## Entries supplied:
────────

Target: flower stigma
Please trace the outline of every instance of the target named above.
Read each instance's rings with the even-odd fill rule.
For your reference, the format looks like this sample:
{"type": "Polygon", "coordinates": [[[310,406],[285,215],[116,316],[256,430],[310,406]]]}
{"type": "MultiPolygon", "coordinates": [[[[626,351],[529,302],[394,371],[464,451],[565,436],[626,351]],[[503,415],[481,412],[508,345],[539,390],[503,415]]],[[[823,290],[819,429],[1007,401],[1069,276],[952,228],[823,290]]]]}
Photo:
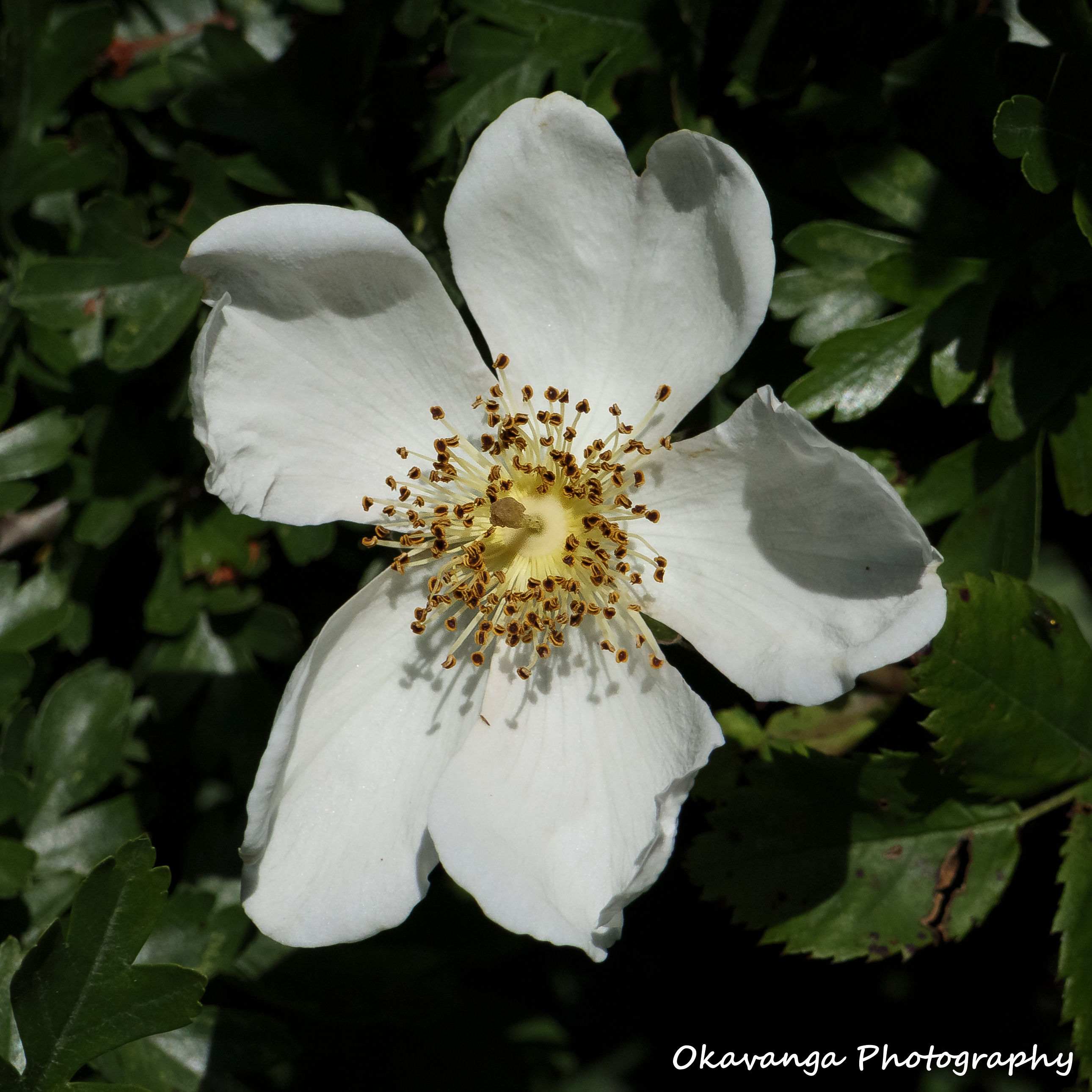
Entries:
{"type": "MultiPolygon", "coordinates": [[[[467,642],[471,663],[480,667],[492,642],[503,641],[512,649],[527,645],[517,667],[527,679],[535,663],[565,644],[566,629],[581,625],[597,628],[600,648],[616,663],[629,660],[628,646],[648,645],[650,664],[662,667],[637,589],[645,567],[663,583],[667,559],[633,529],[642,520],[658,522],[660,513],[636,503],[627,490],[644,484],[637,464],[653,449],[637,437],[670,388],[656,389],[636,427],[610,406],[614,430],[578,458],[577,426],[591,406],[578,402],[569,422],[568,390],[548,387],[546,408],[536,411],[532,388],[513,391],[508,382],[508,363],[503,354],[497,357],[501,382],[473,403],[490,429],[478,447],[456,434],[438,438],[432,454],[396,449],[403,460],[430,466],[412,465],[402,478],[387,478],[395,498],[382,513],[391,523],[378,524],[364,545],[401,547],[391,563],[399,573],[438,568],[410,628],[422,634],[426,626],[442,626],[453,634],[444,667],[455,665],[467,642]]],[[[443,408],[432,406],[431,415],[443,420],[443,408]]],[[[669,437],[660,447],[670,450],[669,437]]],[[[376,503],[365,497],[364,510],[376,503]]]]}

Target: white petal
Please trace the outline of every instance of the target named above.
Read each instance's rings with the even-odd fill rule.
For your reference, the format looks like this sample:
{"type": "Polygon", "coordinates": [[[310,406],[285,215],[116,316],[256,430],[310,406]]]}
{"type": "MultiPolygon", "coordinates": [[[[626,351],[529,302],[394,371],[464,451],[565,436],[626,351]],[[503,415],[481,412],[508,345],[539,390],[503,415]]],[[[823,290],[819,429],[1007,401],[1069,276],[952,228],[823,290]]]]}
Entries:
{"type": "Polygon", "coordinates": [[[428,827],[443,867],[495,922],[602,960],[622,907],[667,862],[693,775],[723,737],[670,665],[620,666],[592,636],[570,631],[530,684],[507,653],[495,661],[489,723],[474,724],[440,778],[428,827]]]}
{"type": "Polygon", "coordinates": [[[390,570],[377,577],[327,622],[285,690],[240,851],[247,913],[283,943],[371,936],[428,889],[428,800],[484,679],[468,663],[443,670],[428,636],[410,632],[425,594],[390,570]]]}
{"type": "Polygon", "coordinates": [[[359,522],[361,496],[403,465],[395,448],[477,426],[488,371],[424,254],[379,216],[253,209],[199,236],[182,268],[216,301],[193,349],[193,425],[205,485],[233,511],[359,522]]]}
{"type": "Polygon", "coordinates": [[[614,402],[634,424],[661,383],[673,395],[653,427],[669,431],[770,299],[770,210],[732,149],[670,133],[638,179],[606,119],[561,93],[517,103],[478,138],[446,227],[490,351],[518,385],[589,399],[589,438],[614,402]]]}
{"type": "Polygon", "coordinates": [[[899,495],[769,387],[641,465],[668,562],[649,610],[755,698],[829,701],[943,625],[940,555],[899,495]]]}

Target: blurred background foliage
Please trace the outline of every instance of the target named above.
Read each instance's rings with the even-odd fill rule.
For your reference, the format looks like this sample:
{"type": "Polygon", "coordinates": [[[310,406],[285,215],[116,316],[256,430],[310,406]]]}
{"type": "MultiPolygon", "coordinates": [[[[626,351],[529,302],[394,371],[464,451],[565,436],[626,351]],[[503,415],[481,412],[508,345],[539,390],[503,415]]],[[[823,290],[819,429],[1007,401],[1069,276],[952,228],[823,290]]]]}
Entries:
{"type": "Polygon", "coordinates": [[[690,1042],[1072,1042],[1089,1076],[1085,0],[2,10],[0,1089],[613,1092],[681,1080],[690,1042]],[[472,322],[448,195],[482,128],[550,90],[638,171],[677,128],[751,163],[771,318],[677,435],[771,383],[904,497],[949,620],[816,709],[668,646],[726,746],[606,964],[495,927],[442,871],[400,928],[293,951],[238,905],[246,794],[293,664],[384,562],[357,525],[204,492],[179,261],[262,203],[378,212],[472,322]]]}

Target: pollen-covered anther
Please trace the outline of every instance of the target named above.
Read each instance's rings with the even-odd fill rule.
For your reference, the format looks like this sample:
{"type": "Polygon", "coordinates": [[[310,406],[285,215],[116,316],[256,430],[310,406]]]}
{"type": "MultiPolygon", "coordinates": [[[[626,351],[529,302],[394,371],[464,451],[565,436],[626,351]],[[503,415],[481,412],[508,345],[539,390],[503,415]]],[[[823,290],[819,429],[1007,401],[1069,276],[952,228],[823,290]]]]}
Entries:
{"type": "MultiPolygon", "coordinates": [[[[507,364],[507,357],[497,358],[501,382],[489,389],[488,400],[474,402],[488,429],[479,446],[458,432],[437,437],[427,479],[418,466],[406,474],[419,492],[389,477],[396,496],[383,508],[390,531],[377,526],[365,544],[382,543],[393,532],[393,541],[383,544],[404,549],[392,562],[396,572],[435,567],[412,629],[423,633],[435,613],[451,640],[444,667],[455,663],[466,642],[478,667],[489,662],[495,642],[511,650],[527,645],[529,660],[517,668],[519,678],[527,679],[534,663],[563,648],[569,630],[582,624],[597,627],[595,639],[617,663],[628,663],[631,651],[648,645],[650,664],[658,666],[660,649],[636,597],[642,573],[653,571],[649,554],[655,551],[624,529],[633,519],[660,518],[633,505],[626,490],[645,484],[634,464],[652,449],[640,437],[666,396],[666,384],[638,425],[624,424],[615,404],[613,431],[577,447],[589,402],[578,401],[569,422],[569,391],[548,387],[546,408],[535,408],[530,385],[515,389],[505,379],[507,364]]],[[[432,407],[434,419],[442,420],[442,414],[432,407]]],[[[405,459],[411,452],[399,448],[397,454],[405,459]]],[[[368,497],[363,503],[367,510],[373,501],[368,497]]],[[[666,559],[656,555],[657,582],[665,569],[666,559]]]]}

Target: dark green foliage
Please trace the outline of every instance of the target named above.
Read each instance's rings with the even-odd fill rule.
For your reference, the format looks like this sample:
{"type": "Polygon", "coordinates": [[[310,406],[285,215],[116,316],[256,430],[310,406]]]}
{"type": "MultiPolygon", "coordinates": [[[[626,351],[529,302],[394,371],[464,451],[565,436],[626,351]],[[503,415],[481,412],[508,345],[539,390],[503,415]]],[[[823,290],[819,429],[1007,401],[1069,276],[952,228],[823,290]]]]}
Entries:
{"type": "Polygon", "coordinates": [[[687,855],[702,898],[764,943],[835,961],[882,959],[981,923],[1019,855],[1014,804],[952,797],[927,759],[774,750],[717,794],[687,855]],[[960,853],[970,863],[959,875],[960,853]]]}
{"type": "MultiPolygon", "coordinates": [[[[187,389],[205,309],[179,262],[256,205],[365,210],[471,318],[448,198],[486,124],[558,90],[610,120],[634,170],[688,128],[736,147],[770,198],[772,318],[679,435],[772,384],[905,498],[951,587],[913,678],[881,668],[816,708],[755,704],[651,624],[726,736],[680,827],[695,880],[786,951],[905,961],[981,924],[1020,829],[1072,803],[1058,1004],[1092,1072],[1092,15],[1023,0],[1053,41],[1035,47],[1008,43],[998,10],[4,0],[0,1087],[341,1088],[367,1057],[397,1088],[658,1089],[666,1037],[704,1028],[710,965],[746,983],[745,1004],[716,995],[740,1041],[771,1011],[832,1048],[876,1013],[922,1043],[968,1012],[1043,1019],[1048,986],[1018,966],[1043,938],[994,931],[1011,917],[980,957],[935,953],[958,989],[897,1008],[889,977],[923,982],[928,958],[875,990],[757,962],[672,868],[605,973],[494,928],[439,873],[404,926],[358,945],[293,951],[249,925],[236,847],[278,696],[389,555],[363,527],[266,523],[205,494],[187,389]],[[145,829],[169,899],[132,842],[145,829]],[[997,996],[980,985],[995,964],[997,996]],[[198,1012],[202,975],[217,981],[198,1012]],[[665,993],[673,1011],[649,1017],[665,993]]],[[[1006,904],[1056,898],[1033,886],[1006,904]]]]}
{"type": "Polygon", "coordinates": [[[67,923],[55,923],[23,957],[11,1005],[26,1055],[0,1088],[50,1092],[105,1051],[189,1023],[205,977],[164,964],[133,965],[166,900],[169,873],[138,839],[87,877],[67,923]]]}
{"type": "Polygon", "coordinates": [[[1092,783],[1077,792],[1069,811],[1058,882],[1064,883],[1054,931],[1061,934],[1058,975],[1066,980],[1063,1016],[1073,1021],[1081,1076],[1092,1076],[1092,783]]]}
{"type": "Polygon", "coordinates": [[[1021,581],[954,586],[917,680],[946,769],[972,787],[1030,796],[1092,772],[1092,650],[1021,581]]]}

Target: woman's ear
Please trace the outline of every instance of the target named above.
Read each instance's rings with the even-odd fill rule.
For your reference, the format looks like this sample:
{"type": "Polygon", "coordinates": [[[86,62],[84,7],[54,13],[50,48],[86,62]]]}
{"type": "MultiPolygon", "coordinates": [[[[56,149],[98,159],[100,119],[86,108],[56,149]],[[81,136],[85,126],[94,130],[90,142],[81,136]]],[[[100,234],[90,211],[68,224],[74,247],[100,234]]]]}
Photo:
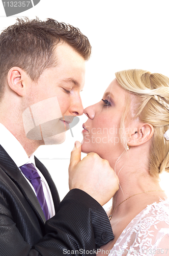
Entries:
{"type": "Polygon", "coordinates": [[[8,74],[8,82],[11,89],[19,96],[24,95],[25,72],[18,67],[13,67],[8,74]]]}
{"type": "Polygon", "coordinates": [[[150,123],[140,123],[129,138],[129,146],[139,146],[148,141],[154,133],[154,127],[150,123]]]}

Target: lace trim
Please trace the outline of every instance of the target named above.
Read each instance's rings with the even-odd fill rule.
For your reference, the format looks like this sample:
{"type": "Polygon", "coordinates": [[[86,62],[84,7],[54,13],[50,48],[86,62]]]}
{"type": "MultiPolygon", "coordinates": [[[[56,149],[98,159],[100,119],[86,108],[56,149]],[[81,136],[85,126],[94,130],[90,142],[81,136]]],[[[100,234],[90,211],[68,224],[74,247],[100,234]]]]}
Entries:
{"type": "Polygon", "coordinates": [[[130,222],[108,256],[154,255],[154,251],[150,254],[148,250],[151,252],[150,249],[157,250],[161,245],[165,248],[161,249],[167,249],[169,246],[168,235],[169,200],[160,199],[159,203],[155,202],[148,205],[130,222]],[[164,240],[167,242],[163,243],[164,240]]]}

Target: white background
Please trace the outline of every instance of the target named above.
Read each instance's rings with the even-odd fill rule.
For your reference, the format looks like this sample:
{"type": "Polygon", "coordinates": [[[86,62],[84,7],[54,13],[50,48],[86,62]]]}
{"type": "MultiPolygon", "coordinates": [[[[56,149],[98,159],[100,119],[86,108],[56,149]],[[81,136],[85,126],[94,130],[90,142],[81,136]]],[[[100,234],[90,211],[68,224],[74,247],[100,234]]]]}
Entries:
{"type": "MultiPolygon", "coordinates": [[[[1,2],[0,30],[23,16],[52,18],[79,28],[93,48],[81,93],[86,108],[100,100],[116,71],[142,69],[169,76],[168,9],[168,0],[41,0],[34,8],[6,17],[1,2]]],[[[48,168],[61,199],[69,190],[70,152],[75,140],[82,140],[81,125],[86,120],[80,117],[73,128],[74,137],[68,131],[63,144],[41,146],[35,154],[48,168]]],[[[161,178],[168,194],[168,175],[161,178]]]]}

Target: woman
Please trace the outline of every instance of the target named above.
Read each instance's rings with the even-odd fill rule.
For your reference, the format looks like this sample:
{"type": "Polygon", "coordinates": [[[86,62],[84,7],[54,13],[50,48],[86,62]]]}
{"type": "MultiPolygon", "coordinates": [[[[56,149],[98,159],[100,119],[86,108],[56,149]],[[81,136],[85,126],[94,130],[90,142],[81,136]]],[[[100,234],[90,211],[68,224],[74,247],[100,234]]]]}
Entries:
{"type": "Polygon", "coordinates": [[[115,239],[98,254],[169,255],[169,202],[159,184],[169,169],[169,79],[118,72],[84,113],[82,152],[107,160],[120,182],[107,213],[115,239]]]}

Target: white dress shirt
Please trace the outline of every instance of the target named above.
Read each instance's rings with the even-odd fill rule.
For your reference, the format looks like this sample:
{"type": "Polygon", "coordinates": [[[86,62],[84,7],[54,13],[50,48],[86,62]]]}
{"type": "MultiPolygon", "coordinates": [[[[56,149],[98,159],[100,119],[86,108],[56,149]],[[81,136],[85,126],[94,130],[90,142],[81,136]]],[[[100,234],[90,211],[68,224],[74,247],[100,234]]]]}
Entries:
{"type": "Polygon", "coordinates": [[[0,123],[0,144],[12,158],[16,165],[19,167],[21,173],[25,178],[30,186],[36,195],[34,187],[29,180],[23,175],[19,167],[26,163],[33,163],[39,176],[41,177],[43,189],[46,201],[48,207],[50,218],[55,214],[54,204],[49,186],[42,174],[35,165],[34,154],[30,157],[18,140],[12,133],[2,123],[0,123]]]}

────────

Tally the lines in the items above that contain the word "white". Reply with the number alone.

## Solution:
3